*** Data Section Begins ***
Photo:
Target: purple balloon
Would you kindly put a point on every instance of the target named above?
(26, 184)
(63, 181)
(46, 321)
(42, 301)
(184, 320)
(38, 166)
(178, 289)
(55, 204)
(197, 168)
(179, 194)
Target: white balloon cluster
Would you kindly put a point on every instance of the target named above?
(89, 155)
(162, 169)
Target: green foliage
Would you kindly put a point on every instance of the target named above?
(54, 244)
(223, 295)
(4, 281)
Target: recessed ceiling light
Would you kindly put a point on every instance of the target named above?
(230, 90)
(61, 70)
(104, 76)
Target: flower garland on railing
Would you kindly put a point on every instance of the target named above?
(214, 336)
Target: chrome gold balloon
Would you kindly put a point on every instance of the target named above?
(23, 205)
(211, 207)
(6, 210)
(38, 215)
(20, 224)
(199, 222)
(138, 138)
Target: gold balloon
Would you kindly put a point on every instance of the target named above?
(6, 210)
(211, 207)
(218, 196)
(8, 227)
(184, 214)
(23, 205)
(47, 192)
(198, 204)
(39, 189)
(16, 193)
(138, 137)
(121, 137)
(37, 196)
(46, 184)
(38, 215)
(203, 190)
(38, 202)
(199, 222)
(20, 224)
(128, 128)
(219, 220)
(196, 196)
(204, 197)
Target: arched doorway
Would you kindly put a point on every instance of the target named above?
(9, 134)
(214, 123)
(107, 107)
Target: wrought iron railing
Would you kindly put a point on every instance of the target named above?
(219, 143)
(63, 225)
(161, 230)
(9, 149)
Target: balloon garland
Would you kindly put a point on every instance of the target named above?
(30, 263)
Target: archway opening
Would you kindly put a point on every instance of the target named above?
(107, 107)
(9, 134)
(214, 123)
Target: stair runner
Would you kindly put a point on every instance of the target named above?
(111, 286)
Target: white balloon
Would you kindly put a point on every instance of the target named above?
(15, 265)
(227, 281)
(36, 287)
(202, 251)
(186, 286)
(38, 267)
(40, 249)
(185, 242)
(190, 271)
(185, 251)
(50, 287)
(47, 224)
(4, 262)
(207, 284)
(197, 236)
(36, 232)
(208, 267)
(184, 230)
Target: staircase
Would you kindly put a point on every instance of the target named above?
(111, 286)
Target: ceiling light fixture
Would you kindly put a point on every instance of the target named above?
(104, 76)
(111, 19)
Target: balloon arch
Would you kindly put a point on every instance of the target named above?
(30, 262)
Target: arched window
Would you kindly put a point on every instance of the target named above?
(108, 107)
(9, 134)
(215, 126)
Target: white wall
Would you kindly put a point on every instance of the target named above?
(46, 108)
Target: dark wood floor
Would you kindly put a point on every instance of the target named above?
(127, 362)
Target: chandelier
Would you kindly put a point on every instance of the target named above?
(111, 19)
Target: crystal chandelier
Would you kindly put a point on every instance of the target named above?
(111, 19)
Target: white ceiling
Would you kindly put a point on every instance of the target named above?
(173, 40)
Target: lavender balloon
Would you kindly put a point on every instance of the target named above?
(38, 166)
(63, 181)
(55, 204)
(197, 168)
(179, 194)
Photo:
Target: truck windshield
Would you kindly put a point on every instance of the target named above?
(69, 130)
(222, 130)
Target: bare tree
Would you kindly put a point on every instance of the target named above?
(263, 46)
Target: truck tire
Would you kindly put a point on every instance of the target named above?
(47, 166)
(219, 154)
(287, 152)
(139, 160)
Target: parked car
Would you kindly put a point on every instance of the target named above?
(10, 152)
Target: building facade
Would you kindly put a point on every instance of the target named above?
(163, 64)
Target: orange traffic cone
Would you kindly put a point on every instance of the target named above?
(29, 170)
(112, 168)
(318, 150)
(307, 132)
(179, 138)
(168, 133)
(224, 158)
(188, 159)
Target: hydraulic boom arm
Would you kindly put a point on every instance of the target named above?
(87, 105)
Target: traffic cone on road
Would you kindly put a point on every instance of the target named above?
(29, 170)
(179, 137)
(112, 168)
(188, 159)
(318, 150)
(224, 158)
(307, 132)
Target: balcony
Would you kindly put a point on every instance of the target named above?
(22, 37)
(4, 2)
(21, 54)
*** Data Section Ends ***
* **Task brief**:
Above are the records. Print exactly, and only, the lines from the line with "Target: balloon arch" to the line with "Target: dark wood floor", both inclusive.

* **Completed exercise**:
Target: balloon arch
Would you kindly put a point on every instance of the target named above?
(30, 262)
Target: arched window
Would you kindly put a point on every instance of the target named above?
(108, 107)
(9, 134)
(215, 126)
Target: white wall
Would you kindly put a point on every instance of the target named above?
(46, 108)
Target: dark wood floor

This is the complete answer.